* Begin AVAILABLE RECORDS *

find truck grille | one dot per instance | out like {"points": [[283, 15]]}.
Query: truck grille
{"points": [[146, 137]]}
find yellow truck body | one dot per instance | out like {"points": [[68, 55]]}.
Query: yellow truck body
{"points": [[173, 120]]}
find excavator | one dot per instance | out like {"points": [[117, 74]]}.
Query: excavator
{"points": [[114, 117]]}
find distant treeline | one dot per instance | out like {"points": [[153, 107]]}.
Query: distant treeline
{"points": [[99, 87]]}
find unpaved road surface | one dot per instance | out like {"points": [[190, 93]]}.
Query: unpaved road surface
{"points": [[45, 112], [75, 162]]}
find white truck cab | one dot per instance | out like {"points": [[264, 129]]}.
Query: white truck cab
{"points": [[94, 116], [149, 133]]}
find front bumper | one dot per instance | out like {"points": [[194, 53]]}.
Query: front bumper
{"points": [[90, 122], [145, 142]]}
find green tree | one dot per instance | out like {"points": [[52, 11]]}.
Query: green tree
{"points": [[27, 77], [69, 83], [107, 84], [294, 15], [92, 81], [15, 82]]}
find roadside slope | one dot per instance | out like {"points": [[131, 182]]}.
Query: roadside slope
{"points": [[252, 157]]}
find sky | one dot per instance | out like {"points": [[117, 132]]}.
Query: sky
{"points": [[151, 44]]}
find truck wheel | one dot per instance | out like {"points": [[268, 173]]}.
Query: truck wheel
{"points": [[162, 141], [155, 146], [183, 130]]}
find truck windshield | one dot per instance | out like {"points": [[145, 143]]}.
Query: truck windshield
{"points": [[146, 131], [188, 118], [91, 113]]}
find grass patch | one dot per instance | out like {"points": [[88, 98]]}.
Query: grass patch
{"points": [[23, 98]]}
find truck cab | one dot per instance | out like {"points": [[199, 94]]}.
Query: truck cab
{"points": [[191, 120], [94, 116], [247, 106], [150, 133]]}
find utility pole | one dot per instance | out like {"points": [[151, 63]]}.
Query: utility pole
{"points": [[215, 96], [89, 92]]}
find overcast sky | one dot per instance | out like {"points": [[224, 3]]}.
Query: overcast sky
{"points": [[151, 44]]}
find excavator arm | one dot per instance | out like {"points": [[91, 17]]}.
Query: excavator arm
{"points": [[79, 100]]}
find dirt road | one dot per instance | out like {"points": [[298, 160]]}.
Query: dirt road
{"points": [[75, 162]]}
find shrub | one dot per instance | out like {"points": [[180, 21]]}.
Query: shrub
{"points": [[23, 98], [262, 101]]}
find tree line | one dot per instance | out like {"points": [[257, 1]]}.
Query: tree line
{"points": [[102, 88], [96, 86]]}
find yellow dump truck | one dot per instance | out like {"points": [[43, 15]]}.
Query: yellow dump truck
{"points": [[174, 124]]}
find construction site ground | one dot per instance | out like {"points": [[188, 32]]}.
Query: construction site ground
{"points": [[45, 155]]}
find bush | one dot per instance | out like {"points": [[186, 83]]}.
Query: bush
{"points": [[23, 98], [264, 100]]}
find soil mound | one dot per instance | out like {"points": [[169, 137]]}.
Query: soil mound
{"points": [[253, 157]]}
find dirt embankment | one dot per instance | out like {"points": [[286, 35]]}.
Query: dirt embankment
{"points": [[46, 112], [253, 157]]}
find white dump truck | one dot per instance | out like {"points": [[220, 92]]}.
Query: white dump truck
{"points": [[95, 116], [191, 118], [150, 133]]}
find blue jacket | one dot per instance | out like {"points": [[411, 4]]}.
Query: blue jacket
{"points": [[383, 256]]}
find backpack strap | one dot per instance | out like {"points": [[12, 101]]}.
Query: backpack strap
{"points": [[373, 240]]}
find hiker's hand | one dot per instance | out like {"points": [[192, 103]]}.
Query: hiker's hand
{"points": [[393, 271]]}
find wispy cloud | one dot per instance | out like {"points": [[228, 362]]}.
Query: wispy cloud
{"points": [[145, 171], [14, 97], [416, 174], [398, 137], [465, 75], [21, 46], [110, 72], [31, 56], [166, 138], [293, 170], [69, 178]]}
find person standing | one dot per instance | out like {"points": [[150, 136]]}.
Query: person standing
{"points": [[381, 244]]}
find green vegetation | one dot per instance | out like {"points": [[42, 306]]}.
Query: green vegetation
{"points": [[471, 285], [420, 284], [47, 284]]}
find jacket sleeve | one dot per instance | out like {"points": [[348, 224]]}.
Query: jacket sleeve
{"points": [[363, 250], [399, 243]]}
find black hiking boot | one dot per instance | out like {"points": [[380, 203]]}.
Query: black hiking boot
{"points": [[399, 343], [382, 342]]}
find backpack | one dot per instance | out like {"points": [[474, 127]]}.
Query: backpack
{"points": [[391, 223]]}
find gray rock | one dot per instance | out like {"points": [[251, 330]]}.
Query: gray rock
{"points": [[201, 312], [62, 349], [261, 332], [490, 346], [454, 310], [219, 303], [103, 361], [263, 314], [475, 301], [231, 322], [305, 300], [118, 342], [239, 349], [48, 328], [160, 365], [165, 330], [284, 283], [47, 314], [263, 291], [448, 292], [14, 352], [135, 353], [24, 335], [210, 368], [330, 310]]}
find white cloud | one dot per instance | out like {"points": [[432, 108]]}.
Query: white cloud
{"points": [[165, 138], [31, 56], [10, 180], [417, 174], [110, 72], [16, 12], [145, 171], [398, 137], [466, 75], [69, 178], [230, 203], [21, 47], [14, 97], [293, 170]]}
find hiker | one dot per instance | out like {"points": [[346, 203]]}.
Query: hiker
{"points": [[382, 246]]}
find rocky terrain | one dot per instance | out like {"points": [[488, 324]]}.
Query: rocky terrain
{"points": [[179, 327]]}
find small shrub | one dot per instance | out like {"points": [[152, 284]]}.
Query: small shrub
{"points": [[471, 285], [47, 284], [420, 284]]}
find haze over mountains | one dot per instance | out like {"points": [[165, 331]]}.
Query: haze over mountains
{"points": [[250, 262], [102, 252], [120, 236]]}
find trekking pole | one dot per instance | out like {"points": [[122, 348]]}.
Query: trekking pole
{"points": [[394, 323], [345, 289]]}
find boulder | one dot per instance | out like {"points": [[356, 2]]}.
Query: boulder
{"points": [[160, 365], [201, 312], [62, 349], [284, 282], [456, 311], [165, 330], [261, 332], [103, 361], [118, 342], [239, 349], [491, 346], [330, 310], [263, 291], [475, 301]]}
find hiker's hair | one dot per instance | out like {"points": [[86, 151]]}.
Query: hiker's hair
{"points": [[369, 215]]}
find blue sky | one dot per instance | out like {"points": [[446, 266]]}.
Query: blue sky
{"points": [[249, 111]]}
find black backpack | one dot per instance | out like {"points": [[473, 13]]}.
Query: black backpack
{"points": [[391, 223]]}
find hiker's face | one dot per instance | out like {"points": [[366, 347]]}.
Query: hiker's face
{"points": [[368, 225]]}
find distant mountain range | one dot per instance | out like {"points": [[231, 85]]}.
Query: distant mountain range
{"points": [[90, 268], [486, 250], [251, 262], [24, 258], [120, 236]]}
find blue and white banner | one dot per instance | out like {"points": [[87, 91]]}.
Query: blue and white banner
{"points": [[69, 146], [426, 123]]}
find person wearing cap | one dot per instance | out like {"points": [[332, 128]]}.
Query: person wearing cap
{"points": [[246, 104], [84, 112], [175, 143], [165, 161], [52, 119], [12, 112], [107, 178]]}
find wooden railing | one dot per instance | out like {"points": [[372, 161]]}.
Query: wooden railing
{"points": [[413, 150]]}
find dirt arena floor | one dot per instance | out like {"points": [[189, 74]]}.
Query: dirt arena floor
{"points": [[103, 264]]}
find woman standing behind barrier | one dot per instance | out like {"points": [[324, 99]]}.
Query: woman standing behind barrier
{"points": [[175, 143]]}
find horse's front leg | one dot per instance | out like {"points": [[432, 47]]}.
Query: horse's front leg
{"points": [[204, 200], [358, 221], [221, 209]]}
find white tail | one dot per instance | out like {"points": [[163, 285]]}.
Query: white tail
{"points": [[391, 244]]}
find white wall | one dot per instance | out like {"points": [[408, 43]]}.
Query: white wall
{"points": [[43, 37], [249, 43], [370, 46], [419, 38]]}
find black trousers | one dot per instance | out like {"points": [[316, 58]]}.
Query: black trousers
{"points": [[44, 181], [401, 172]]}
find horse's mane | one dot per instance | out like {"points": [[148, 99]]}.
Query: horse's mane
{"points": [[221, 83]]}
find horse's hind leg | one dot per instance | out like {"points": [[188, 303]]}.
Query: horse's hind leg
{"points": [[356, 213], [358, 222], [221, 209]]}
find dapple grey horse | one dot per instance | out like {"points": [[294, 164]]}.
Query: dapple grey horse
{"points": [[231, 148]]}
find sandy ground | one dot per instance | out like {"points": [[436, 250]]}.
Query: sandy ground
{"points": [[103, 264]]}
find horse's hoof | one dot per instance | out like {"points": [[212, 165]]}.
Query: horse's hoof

* End AVAILABLE RECORDS *

WORK TO BE COMPLETED
Starting at the line that contains "find horse's mane", print every line through the end of the listing, word for word. Leave out all the rest.

FINAL RESULT
find horse's mane | one dot per instance | out like {"points": [[148, 99]]}.
Query: horse's mane
{"points": [[221, 83]]}
find horse's hind leg | one dot per instance | out like {"points": [[188, 303]]}.
Query: horse's hind leg
{"points": [[356, 213], [358, 222], [221, 209]]}
find dapple grey horse | one dot per instance | out like {"points": [[294, 164]]}.
Query: dapple grey horse
{"points": [[231, 148]]}
find sandy ground | one dot per instance | out like {"points": [[436, 250]]}.
Query: sandy ground
{"points": [[103, 264]]}
find horse's hoof | one dot per instance | out like {"points": [[212, 165]]}.
Query: horse's hoof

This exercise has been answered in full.